Room Temperature Liquid Porphyrins: Potential Optical Limiters
The study focuses on a homologous series of meso-substituted A4-porphyrins bearing aryl groups with long alkoxy chains. The alkyl chain length ranges from 8 to 18 carbon atoms. The synthesis of these compounds involves a high-yielding two-step process using commercially available starting materials. All porphyrins synthesized are found to be highly soluble in organic solvents. Differential scanning calorimetry (DSC) is used to investigate the thermal properties of the series of porphyrins.
━━━━━━━━━━
# Short exercise:
Return the stretch of the porphyrin passage from "Room Temperature Liquid" through "series of porphyrins.". The data that comes next is separate from the porphyrin passage.

# Raw records:
━━━━━━━━━━
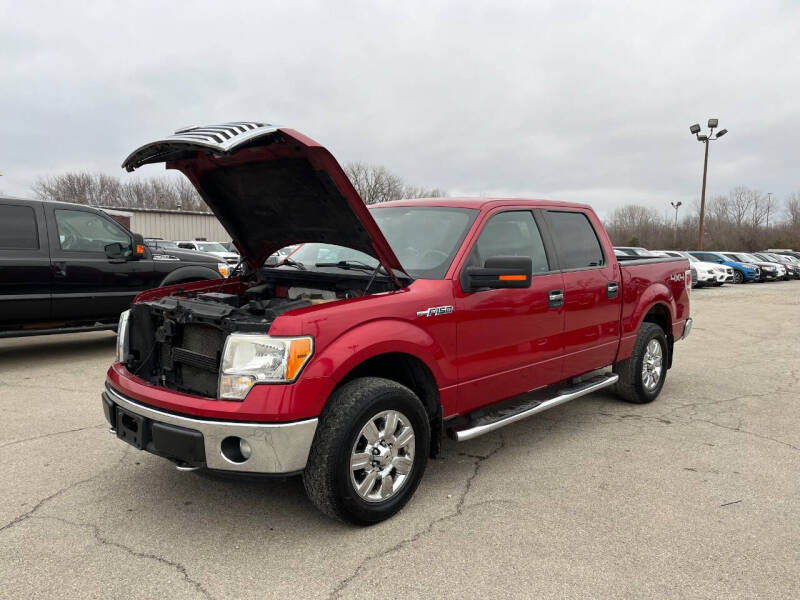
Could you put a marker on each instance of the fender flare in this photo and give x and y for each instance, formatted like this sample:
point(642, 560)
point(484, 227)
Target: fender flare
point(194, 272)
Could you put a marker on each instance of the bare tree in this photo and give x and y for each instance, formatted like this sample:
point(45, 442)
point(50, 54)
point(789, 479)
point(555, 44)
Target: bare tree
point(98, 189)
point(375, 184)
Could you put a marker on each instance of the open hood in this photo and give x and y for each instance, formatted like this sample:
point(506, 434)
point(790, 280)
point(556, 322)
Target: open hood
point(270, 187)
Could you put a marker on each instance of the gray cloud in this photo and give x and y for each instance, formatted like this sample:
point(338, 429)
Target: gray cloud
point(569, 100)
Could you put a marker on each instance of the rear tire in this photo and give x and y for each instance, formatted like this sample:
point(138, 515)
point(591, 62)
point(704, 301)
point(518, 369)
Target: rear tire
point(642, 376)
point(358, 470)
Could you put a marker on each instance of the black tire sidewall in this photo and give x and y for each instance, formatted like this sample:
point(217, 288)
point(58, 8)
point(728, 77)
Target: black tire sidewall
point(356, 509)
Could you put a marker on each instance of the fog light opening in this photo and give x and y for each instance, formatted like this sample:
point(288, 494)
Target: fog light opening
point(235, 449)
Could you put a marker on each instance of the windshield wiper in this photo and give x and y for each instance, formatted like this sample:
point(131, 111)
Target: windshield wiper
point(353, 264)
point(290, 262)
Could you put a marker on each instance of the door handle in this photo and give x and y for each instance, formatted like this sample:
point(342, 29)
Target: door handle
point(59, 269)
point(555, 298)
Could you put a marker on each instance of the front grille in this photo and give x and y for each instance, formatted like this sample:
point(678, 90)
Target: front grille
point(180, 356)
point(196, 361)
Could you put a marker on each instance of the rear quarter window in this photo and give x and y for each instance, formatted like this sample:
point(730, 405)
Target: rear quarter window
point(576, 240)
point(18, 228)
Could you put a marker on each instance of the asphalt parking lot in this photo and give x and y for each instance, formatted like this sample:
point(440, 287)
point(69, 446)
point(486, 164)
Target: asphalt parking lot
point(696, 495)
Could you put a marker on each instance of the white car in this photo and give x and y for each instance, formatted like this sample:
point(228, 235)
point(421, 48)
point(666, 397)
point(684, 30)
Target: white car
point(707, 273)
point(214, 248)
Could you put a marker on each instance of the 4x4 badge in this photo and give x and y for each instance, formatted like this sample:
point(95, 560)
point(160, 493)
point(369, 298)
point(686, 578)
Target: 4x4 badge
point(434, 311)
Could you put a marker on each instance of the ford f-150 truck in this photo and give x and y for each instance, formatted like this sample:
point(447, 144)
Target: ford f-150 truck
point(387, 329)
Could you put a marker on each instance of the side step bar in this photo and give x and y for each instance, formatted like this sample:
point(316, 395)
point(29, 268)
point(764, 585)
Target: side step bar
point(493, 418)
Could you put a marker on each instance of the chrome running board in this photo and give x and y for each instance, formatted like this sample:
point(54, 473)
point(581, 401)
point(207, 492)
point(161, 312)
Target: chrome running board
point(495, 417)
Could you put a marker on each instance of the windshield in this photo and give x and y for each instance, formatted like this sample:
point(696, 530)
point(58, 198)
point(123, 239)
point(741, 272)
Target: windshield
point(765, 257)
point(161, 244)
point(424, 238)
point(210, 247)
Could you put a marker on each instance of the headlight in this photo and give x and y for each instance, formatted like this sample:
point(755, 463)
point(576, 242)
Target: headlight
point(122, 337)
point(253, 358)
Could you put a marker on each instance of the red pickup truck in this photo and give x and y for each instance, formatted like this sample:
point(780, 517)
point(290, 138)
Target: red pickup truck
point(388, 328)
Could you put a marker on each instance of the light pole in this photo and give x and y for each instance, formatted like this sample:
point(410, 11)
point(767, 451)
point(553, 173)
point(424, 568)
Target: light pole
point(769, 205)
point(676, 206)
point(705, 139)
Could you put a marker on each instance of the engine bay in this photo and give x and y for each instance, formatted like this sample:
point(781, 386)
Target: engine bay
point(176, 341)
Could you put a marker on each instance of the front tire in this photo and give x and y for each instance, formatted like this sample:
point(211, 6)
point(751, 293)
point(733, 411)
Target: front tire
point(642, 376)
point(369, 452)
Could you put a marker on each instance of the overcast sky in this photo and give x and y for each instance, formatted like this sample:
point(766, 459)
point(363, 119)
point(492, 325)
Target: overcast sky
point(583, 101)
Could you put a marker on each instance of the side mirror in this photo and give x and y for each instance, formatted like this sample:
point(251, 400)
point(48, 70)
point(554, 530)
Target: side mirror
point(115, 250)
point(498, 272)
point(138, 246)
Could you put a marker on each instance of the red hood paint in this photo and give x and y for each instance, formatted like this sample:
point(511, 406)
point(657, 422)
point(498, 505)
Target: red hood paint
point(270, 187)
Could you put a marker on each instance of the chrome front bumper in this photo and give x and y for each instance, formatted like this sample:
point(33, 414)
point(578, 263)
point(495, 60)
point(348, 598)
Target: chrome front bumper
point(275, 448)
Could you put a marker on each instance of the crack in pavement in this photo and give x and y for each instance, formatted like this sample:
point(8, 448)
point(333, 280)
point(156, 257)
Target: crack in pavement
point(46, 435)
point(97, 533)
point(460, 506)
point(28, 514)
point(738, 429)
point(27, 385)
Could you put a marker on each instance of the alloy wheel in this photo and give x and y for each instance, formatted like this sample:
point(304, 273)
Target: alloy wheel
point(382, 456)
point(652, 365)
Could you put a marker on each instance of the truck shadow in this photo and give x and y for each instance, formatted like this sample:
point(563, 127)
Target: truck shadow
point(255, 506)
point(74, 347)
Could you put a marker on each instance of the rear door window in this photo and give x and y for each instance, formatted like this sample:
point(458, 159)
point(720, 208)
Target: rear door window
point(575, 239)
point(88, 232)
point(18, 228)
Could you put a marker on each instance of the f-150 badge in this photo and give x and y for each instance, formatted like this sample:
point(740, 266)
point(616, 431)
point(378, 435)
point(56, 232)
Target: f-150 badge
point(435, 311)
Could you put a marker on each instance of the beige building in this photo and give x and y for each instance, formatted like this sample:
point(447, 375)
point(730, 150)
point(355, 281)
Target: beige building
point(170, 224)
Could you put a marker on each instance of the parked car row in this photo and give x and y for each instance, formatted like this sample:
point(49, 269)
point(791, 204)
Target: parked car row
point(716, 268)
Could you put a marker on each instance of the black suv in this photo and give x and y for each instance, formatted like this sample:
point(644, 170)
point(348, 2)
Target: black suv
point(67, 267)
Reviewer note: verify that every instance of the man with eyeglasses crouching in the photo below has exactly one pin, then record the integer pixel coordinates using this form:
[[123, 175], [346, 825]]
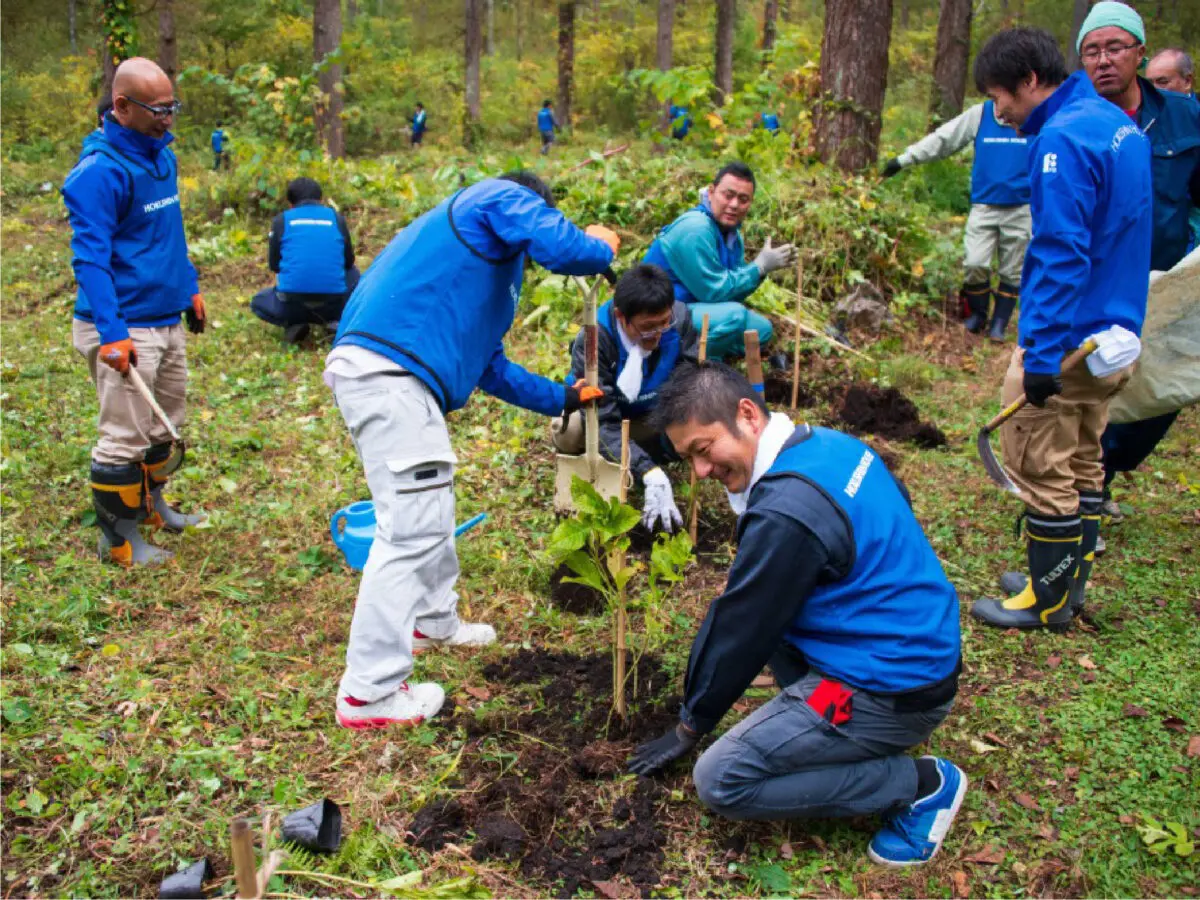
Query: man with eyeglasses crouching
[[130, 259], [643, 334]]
━━━━━━━━━━
# Finished task:
Room Temperature Liquid Porphyrins: Potential Optical Limiters
The study focuses on a homologous series of meso-substituted A4-porphyrins bearing aryl groups with long alkoxy chains. The alkyl chain length ranges from 8 to 18 carbon atoms. The synthesis of these compounds involves a high-yielding two-step process using commercially available starting materials. All porphyrins synthesized are found to be highly soluble in organic solvents. Differential scanning calorimetry (DSC) is used to investigate the thermal properties of the series of porphyrins.